» Reading text
_ _ _

To highlight the importance of a storyboard in the development of a play this feature introduces you to set designer Dany Lyne and her storyboard for the 2006 NAC English Theatre production of The Wrong Son (a collaboration with the Arraymusic Ensemble of Toronto). The Wrong Son was written by Allen Cole and directed by Peter Hinton.

What is a storyboard?

A storyboard is a planning tool most frequently used in filmmaking and animation. It is basically a series of visual images that illustrate the story’s main events (the plot) in the sequence in which they happen. In The Wrong Son, the storyboard illustrates a play, and shows how the stage will look from scene to scene in terms of use of the set elements,  lighting and costume.

What is a storyboard used for?

A storyboard allows the set designer, director and lighting designer to "see" their vision of the play, so that they can trouble-shoot problems, and communicate with each other in a very concrete way.  It allows discussion to happen early in the process, before costly decisions are made. Once everyone on the creative team is assured that the play’s story is being supported visually, the set-building, lighting hang, set-painting, projections, etc. can all be created for the actual stage.

How is it created?

Often a storyboard is a series of drawings – a bit like a cartoon strip – but in this case, designer, Dany Lyne, has photographed her maquette (model of the set) for each of the play's fourteen scenes, using lighting effects and moveable figures to represent the characters.

About the storyboard for The Wrong Son

Early in the design discussions for  The Wrong Son, Set Designer Dany Lyne and Director Peter Hinton decided that a storyboard would be the best tool for continuing their conversations about the play.

Dany Lyne speaking about her user of the storyboard as a tool of communication:

"The model, or maquette, is the medium in which I work. The storyboard is the communication tool that gives everyone access to my vision. It helps me to share my design ideas with all of the people involved in the creation of a play that are not privy to my studio-based design ideas and discussions which take place with the director. I produce the storyboard at the end of my design process. Through it, I feel that my vision is more clearly understood since I wish to create a poetic environment that lives in time. In a sense I create a visual poem in response to the "music" and text in this case by Allen Cole. I get the design ideas as I work in the model. I develop the shapes and the ideas and try them out in three dimensions in the model. I refine them and when I like what I see as a whole I draft it out to be appraised for costing.

_ _ _

[Dataset items]
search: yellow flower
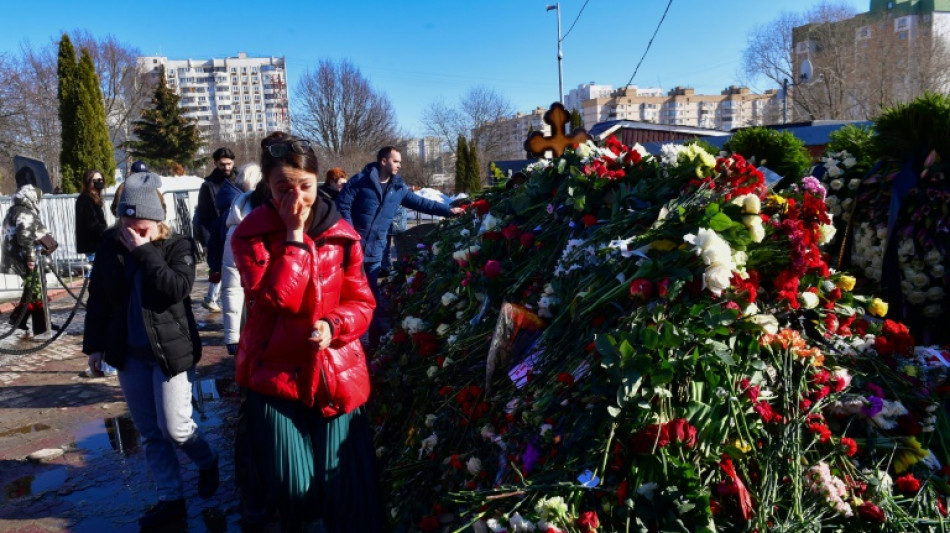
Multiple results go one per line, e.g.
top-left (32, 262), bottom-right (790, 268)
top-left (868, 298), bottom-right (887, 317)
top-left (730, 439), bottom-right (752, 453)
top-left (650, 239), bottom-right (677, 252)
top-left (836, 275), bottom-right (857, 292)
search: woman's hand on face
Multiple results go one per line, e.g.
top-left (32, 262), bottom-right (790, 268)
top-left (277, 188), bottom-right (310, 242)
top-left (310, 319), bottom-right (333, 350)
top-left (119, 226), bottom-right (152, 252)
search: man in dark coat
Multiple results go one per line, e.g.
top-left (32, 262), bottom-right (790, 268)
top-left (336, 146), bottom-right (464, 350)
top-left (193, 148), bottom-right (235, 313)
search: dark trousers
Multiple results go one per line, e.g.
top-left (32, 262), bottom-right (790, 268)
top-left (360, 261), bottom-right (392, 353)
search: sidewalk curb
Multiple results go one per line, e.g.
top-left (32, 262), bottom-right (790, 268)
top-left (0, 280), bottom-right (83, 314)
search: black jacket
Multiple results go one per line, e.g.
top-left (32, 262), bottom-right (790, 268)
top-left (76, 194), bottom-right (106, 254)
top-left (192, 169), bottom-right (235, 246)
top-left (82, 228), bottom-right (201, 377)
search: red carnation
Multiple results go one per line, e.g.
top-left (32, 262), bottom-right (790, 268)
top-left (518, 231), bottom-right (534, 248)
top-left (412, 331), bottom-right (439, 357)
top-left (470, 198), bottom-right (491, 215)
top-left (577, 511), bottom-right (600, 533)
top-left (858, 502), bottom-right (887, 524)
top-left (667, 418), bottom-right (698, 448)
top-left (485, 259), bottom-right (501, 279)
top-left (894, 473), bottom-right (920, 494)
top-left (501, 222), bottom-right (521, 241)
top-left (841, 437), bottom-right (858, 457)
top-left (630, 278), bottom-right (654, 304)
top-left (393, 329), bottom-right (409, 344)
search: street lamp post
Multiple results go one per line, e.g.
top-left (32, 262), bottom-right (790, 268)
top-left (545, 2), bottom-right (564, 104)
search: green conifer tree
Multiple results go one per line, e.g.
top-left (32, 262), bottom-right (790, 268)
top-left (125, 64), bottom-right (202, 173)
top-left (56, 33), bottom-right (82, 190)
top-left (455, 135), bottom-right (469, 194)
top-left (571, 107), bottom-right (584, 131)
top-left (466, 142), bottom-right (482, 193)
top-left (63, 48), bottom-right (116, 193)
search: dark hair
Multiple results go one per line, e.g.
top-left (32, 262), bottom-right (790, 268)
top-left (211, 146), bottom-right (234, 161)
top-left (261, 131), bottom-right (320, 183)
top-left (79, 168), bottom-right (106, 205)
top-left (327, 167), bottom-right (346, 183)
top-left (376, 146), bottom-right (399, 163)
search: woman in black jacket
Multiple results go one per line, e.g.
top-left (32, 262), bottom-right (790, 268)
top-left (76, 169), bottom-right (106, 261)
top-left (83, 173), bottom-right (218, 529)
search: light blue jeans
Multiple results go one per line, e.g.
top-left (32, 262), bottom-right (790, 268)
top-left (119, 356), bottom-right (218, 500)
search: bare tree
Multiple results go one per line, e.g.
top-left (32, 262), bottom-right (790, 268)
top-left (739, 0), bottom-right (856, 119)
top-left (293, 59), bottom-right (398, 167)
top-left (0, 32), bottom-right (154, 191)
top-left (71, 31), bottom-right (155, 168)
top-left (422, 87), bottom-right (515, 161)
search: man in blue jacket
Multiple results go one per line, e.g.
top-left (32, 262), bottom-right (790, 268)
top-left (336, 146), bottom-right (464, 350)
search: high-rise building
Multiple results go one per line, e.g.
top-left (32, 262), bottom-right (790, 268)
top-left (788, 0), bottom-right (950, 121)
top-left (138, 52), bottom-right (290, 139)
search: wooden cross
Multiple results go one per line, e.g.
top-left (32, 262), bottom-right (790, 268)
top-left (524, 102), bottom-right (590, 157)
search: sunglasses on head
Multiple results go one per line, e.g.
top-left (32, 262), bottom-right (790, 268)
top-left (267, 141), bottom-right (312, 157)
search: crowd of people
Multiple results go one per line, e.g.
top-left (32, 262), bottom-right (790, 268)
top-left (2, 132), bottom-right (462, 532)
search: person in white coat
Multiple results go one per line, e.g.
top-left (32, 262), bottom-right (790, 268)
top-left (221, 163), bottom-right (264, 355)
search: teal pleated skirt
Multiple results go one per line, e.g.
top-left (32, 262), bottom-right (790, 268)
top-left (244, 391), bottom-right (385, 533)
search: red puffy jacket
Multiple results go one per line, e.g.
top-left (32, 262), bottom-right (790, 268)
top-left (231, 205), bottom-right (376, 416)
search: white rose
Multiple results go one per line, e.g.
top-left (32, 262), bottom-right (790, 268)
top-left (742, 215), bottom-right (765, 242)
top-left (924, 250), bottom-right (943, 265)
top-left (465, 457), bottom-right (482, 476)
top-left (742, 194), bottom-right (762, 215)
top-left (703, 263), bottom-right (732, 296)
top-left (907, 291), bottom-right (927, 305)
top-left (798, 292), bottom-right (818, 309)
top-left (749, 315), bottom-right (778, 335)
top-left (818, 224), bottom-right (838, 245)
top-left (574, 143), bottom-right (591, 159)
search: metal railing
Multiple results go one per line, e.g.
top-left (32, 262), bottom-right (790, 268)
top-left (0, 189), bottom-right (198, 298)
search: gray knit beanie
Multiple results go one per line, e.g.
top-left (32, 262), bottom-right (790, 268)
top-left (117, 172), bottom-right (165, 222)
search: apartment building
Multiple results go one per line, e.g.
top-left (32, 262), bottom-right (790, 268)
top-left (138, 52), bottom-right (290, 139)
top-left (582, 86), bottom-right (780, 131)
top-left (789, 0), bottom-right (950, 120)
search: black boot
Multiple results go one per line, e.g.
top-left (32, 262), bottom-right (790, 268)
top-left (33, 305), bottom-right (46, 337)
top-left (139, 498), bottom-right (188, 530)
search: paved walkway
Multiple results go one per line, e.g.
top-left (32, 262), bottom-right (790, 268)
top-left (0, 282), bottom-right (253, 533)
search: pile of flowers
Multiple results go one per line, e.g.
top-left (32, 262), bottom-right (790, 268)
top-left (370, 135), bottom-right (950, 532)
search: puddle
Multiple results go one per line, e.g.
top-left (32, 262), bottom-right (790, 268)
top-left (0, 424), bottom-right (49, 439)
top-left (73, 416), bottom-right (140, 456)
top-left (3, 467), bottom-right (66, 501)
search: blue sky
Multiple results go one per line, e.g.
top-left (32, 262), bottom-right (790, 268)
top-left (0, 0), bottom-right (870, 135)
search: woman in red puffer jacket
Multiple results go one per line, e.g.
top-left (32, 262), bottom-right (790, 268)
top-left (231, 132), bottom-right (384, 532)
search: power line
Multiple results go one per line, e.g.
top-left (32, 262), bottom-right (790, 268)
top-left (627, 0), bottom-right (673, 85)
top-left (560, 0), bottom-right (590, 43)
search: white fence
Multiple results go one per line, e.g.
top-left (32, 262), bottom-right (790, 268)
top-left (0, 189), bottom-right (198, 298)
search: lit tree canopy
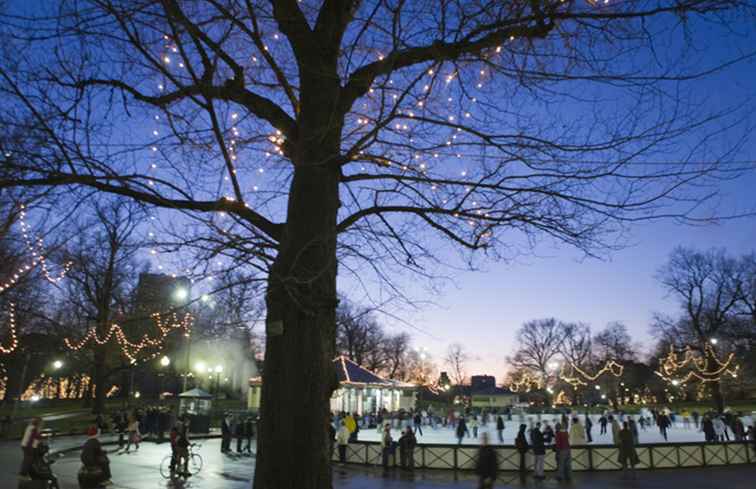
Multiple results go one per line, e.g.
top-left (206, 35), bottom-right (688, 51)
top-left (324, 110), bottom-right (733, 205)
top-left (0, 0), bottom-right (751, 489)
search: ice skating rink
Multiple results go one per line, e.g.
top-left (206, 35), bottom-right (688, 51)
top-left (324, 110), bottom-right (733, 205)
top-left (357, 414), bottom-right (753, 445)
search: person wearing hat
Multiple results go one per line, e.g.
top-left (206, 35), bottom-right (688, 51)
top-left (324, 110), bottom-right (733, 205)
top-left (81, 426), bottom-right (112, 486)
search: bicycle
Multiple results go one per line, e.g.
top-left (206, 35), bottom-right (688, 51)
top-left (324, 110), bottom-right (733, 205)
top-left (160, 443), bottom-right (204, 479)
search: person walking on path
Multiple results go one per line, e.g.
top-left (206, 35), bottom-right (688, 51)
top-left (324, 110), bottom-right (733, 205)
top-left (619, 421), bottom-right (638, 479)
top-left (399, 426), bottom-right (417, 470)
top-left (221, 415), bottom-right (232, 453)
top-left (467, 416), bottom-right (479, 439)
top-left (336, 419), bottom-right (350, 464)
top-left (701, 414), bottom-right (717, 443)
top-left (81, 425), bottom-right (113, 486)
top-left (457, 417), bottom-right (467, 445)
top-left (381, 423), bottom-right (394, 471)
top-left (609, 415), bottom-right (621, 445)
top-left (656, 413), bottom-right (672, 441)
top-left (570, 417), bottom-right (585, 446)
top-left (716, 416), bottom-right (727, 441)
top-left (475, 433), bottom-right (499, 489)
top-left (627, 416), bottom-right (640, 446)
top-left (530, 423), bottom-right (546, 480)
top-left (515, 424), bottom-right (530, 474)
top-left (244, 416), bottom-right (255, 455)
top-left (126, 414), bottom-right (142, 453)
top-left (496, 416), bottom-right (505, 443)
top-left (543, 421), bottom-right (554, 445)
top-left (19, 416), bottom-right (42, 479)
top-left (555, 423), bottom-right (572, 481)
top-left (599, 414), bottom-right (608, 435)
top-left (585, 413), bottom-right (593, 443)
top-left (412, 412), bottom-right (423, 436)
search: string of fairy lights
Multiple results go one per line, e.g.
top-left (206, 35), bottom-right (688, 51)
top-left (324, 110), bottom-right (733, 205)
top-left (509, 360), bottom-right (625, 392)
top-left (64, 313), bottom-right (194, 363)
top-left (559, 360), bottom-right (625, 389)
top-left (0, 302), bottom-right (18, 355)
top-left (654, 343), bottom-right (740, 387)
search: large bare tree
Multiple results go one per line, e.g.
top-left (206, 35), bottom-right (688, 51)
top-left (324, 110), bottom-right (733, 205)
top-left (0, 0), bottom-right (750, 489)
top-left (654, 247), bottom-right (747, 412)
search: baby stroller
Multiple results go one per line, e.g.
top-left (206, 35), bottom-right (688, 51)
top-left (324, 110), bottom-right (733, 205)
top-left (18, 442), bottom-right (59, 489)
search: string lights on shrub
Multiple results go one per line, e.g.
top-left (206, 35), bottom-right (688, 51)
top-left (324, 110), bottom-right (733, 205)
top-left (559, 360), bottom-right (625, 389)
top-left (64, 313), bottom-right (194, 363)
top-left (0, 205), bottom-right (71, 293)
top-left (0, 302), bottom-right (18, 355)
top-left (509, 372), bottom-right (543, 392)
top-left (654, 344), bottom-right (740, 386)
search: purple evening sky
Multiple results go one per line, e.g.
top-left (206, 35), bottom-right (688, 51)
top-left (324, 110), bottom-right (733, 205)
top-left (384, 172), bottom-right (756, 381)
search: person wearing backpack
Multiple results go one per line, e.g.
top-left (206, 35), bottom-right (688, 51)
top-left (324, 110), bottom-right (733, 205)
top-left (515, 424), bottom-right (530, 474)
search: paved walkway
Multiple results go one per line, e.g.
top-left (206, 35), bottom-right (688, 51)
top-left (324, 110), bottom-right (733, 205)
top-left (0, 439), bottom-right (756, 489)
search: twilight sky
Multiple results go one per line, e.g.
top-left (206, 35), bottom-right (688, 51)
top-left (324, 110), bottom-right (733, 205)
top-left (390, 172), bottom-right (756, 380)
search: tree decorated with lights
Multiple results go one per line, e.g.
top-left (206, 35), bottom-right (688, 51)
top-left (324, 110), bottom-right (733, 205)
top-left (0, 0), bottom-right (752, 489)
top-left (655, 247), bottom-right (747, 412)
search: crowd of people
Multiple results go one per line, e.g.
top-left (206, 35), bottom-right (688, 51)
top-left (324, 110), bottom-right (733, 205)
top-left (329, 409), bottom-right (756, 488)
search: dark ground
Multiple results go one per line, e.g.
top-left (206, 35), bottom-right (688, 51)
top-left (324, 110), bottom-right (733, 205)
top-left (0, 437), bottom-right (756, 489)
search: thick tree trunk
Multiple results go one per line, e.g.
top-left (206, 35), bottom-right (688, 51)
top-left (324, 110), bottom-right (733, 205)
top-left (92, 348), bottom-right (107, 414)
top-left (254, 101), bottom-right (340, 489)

_ _ _

» Instruction
Can you retype the stretch of the storyboard passage from "How is it created?" through "about the play."? You won't need the rows for anything here.

» The completed task
How is it created?

Often a storyboard is a series of drawings – a bit like a cartoon strip – but in this case, designer, Dany Lyne, has photographed her maquette (model of the set) for each of the play's fourteen scenes, using lighting effects and moveable figures to represent the characters.

About the storyboard for The Wrong Son

Early in the design discussions for  The Wrong Son, Set Designer Dany Lyne and Director Peter Hinton decided that a storyboard would be the best tool for continuing their conversations about the play.